■ **ABOUT THIS TASK**: Output each entry that follows exactly. Images stay out.

■ **MATERIAL FOR THIS TASK**:
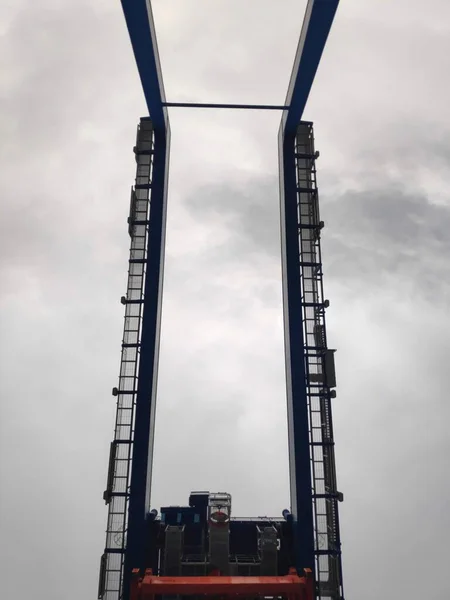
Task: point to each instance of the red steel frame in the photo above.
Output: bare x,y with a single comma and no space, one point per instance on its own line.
291,587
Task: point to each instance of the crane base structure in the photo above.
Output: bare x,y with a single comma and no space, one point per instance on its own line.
200,550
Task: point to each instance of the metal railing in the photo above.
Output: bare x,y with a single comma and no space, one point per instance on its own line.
320,373
117,491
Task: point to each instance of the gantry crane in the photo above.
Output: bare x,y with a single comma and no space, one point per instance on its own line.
200,550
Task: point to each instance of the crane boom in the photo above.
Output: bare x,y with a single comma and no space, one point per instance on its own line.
143,548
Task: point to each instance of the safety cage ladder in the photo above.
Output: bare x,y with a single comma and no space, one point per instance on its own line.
117,491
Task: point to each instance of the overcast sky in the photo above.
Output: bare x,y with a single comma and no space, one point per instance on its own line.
70,101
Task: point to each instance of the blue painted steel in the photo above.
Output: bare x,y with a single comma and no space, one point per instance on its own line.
317,23
297,408
141,474
141,27
139,19
316,26
236,106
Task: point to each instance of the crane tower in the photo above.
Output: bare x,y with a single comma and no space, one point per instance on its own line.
200,550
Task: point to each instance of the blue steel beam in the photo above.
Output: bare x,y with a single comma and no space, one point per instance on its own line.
141,27
317,23
139,19
316,26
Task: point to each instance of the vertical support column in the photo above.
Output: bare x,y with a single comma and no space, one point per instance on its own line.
144,426
297,408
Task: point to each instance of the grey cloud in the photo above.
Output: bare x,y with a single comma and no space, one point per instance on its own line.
70,101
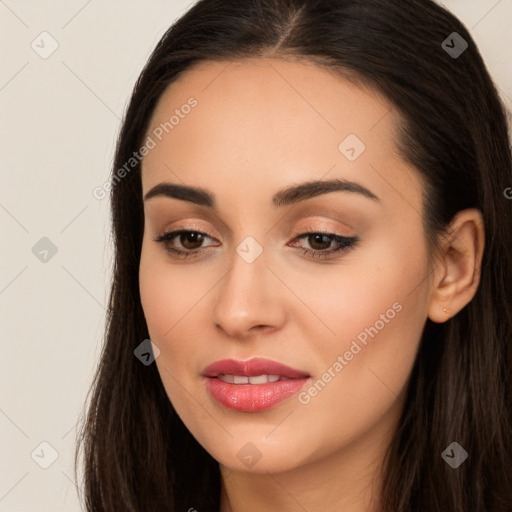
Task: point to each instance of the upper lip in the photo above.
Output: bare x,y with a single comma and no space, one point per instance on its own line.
251,368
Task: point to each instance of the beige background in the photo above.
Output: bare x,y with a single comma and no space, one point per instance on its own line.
59,120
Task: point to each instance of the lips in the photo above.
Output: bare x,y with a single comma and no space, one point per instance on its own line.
252,368
253,385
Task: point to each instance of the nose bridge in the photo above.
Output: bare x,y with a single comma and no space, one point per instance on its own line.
246,297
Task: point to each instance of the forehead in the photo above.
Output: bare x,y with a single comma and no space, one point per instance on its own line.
265,123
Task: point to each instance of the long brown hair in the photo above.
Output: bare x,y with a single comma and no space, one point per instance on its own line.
138,455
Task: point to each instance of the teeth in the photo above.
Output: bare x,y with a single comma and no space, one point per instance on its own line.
257,379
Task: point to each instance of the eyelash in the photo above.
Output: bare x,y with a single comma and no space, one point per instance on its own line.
345,244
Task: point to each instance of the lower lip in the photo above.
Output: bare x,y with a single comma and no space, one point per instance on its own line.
252,397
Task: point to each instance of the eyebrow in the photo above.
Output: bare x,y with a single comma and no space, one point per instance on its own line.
288,196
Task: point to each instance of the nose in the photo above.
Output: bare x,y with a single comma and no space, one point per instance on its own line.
249,299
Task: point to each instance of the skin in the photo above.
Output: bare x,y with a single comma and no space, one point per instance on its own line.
262,125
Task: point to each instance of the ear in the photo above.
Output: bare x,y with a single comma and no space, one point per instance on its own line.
458,266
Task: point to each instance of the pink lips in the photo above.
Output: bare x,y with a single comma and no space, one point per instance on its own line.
252,397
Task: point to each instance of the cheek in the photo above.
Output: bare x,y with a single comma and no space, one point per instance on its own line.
377,309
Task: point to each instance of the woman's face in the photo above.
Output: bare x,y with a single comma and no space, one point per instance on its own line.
260,280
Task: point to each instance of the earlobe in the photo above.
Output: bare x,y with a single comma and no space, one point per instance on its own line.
457,273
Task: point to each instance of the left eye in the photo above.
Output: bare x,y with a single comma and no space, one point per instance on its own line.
192,242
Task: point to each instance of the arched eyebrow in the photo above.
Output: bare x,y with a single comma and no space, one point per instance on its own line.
286,197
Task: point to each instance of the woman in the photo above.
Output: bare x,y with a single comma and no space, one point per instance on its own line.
311,228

■ **OUTPUT FOR THIS EXERCISE**:
Task: point to each instance of the red steel frame in the photo above.
Output: bare x,y with a single comma and no space, one point per instance on its own line.
291,587
Task: point to each instance of the crane base structure in the photo above.
Output: bare x,y with a single comma and no space, one point per instance on its own line.
200,550
Task: point to each instance of the metal railing in the photo above.
Output: bare x,y with a single comma and no space, one point per instance on its own line.
320,373
117,491
Task: point to each instance of the gantry crane in the photo above.
Output: bare x,y with a single comma and no space, one point per instance on its own line.
200,550
Task: point to each instance of the crane boom in the photo above.
Output: bare x,y with a single comma and no space, one point per instance on its own line.
143,548
Task: point to each instance of the safety cage ladder in the photo above.
Output: bare x,y with a single comma and no space, one point per instance on its own line.
117,491
Task: point to each instance of the overcast sky in the photo above.
Output: bare x,y with a single comma and no space, one point per instance on its own line.
70,101
Task: point to each instance of the blue painted steel in the photo above.
Output: bare x,y with a single comma and no space, one point per instance on its own line.
317,23
297,408
141,474
141,27
139,19
316,26
236,106
Task: point to each instance of the crane tower in the photo above.
Output: bare x,y with a single comma and no space, one point per instance on its own line.
200,550
Task: point to each instance of the blue steel beam in the photo above.
Output: bare x,y with a single comma and no space, one point per instance on its own line.
141,27
317,23
139,19
316,26
Task: point to each instance of the vertical support column in the photo above.
Output: bare x,y with a single comma and no space, one point per instance on its own line.
144,426
297,408
Task: point to each instance of the grey cloud in the photo above.
Output: bare x,y with a single comma and no space, one point per instance on its own line.
70,101
Task: point to each instance of the upper lip in the photo above.
Output: bare x,y with a single comma and no space, one point per instance on its own line.
251,368
Task: point to each instance of the beige background in the photo above.
Output: bare x,y with a single comma and no space, one point per instance on its own line.
59,120
Task: point to each instance of the lips in the photo above.
Output: bare x,y with a single comma and no space, one point per instance on its own line.
252,368
253,385
Task: point to each instance of the nose bridge in the photo above.
Output: bare x,y with a single comma and no space, one point per instance on its own line.
246,297
Task: point to each instance of the forehead in the photo above.
Output: bare x,y with a single comma and no space, one point per instance on its own line.
265,123
Task: point to each instance of the long brown hair in the photo above.
Output: bare x,y with a single comma and no space, one point per instance on its own line.
138,455
Task: point to each instance of the teeth in the photo above.
Output: bare x,y with a single comma and no space, one point per instance on its own line.
257,379
Task: point to each instance of the eyelash in the photo above.
Output: bare x,y with a single comma and no space, one point per instance on its own line.
345,244
Task: point to each instance of the lower lip in the photo above.
Output: bare x,y with a single comma and no space, one point per instance on its own line.
252,397
Task: point to each instance of the eyebrow in the photo above.
Output: bare x,y with a single comma and no space, one point per instance on its own line.
288,196
Task: point to each instance of the nose in the photo above.
Output: bare x,y with a single comma and no space, one point per instance on its own line.
249,299
Task: point to each instance of the skin in the photo above.
Output: bare x,y with a single comma and no space, one point per instance on its own line.
262,125
Task: point to each instance of the ear in the photo above.
Output: bare x,y with a single comma and no space, one point per instance on its own line.
458,266
Task: point to each instance of the pink lips in the photo above.
Output: bare x,y with a single comma and no space, one point per instance on its own line.
252,397
Task: point to each instance of the cheek in the photo above.
Output: bare x,y with a single comma and no space, one point per instance on its own line.
377,309
Task: point to each instance of the woman's face in the photo above.
Output: bare x,y with a single comma and no space, one point per instance on its own line.
260,280
Task: point to each instance of the earlobe in the photo above.
Output: bare x,y with a single comma and no space, one point per instance on its own line.
457,273
Task: point to each instance of the left eye in the photo above.
Output: bare x,y with a single comma and no space, one point per instance on its own line.
192,242
Task: point to each instance of the arched eyebrow in the photo above.
Output: bare x,y with a single comma and no space, one point per instance on its own line.
286,197
Task: point to each instance of the woman in the photo above.
Output: bare x,y with a single comma and no space, one point per instance on its own line.
311,228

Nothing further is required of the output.